Each line below should be restated exactly, with nothing dropped.

[Items from a dataset]

══════════

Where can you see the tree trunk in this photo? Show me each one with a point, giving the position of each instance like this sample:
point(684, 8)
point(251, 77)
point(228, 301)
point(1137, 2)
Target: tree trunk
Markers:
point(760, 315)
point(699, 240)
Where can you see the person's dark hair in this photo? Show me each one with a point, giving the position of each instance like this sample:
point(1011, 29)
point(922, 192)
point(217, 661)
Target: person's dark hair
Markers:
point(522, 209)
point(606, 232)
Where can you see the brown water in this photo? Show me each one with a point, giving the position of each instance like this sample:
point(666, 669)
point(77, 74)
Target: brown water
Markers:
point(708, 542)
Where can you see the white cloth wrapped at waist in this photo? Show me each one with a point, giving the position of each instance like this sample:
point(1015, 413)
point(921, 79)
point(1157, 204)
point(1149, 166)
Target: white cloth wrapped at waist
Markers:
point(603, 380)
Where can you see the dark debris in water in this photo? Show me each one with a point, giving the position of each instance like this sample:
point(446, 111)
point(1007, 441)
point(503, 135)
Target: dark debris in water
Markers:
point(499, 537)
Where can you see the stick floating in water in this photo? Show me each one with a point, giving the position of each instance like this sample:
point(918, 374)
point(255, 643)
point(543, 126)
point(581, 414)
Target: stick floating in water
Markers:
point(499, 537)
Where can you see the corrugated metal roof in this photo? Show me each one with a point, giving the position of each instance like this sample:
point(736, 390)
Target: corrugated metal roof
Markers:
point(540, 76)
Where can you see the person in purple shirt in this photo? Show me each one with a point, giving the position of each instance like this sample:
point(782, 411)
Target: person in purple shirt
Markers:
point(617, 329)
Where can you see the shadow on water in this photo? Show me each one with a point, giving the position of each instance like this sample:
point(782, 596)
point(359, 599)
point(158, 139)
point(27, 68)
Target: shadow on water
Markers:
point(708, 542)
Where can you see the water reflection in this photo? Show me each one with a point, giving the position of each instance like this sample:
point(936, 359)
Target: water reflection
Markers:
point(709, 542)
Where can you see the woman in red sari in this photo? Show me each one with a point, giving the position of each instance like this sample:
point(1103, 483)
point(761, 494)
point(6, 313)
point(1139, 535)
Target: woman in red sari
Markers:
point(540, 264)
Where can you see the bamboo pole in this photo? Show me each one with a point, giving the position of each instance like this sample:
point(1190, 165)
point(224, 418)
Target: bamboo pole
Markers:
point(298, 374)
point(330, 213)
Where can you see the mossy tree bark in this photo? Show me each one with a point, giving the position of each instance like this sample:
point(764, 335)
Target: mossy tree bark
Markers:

══════════

— SOLVED PROBLEM —
Where can you see the tree trunk in this photo? Show me each one with a point, giving the position of each instance like this sample:
point(684, 8)
point(251, 77)
point(228, 301)
point(1137, 2)
Target: tree trunk
Markers:
point(760, 315)
point(699, 240)
Where can you see the person's dark hair in this photo? Show me each one with a point, giving the position of each instance like this sample:
point(1011, 29)
point(922, 192)
point(217, 661)
Target: person's dark hair
Markers:
point(522, 209)
point(606, 232)
Where can you see the brown water in this photo? Show me each one with a point, giving the position of each instance like this sample:
point(666, 669)
point(77, 74)
Target: brown water
Markers:
point(708, 542)
Where can you see the white cloth wrapped at waist in this photo? Show me each one with a point, giving the position of each instance like this sample:
point(1015, 413)
point(921, 79)
point(1157, 204)
point(1149, 166)
Target: white cloth wrapped at waist
Markers:
point(603, 380)
Where can you see the dark debris in water in this photo? Show me each one with a point, giving the position of each instance like this sample:
point(446, 111)
point(1007, 441)
point(503, 135)
Target: dark debris in water
Markers:
point(499, 537)
Where can you see the stick floating in water in this photo? Show me each one with a point, giving the position of each instance like this sample:
point(918, 374)
point(255, 643)
point(543, 126)
point(581, 414)
Target: stick floating in water
Markers:
point(499, 537)
Where can you see the corrugated metal roof in this photo? Show me each one with a point, giving the position of each instance like this sample:
point(736, 390)
Target: corrugated metal roof
Markers:
point(540, 76)
Where can you see the person in purple shirt in this photo? Show me each one with a point, giving the position of each instance like this sample:
point(782, 411)
Target: person in purple shirt
Markers:
point(617, 329)
Where can you see the shadow on water in this photo? Show me each one with a point, giving the position of each instance like this sample:
point(782, 596)
point(359, 599)
point(158, 139)
point(27, 68)
Target: shadow on water
Markers:
point(708, 542)
Where can you see the water reflection in this photo? Show me each one with a point, giving the position of each instance like this sample:
point(936, 359)
Target: water reflection
Markers:
point(709, 542)
Where can you see the woman in red sari in this photo? Show me each one with a point, giving the position of each instance like this sample:
point(1103, 483)
point(761, 494)
point(6, 313)
point(1139, 535)
Target: woman in red sari
Markers:
point(540, 264)
Where can you see the bamboo pole in this photo? Show me each one with a point, giving the position of each instance like this sample:
point(1190, 165)
point(224, 418)
Target: bamboo pole
Markers:
point(298, 374)
point(330, 213)
Where can you see the mossy tree bark in this photo? Show me each one with a point, giving the position of each instance like this sample:
point(764, 335)
Target: mossy tree bark
Markers:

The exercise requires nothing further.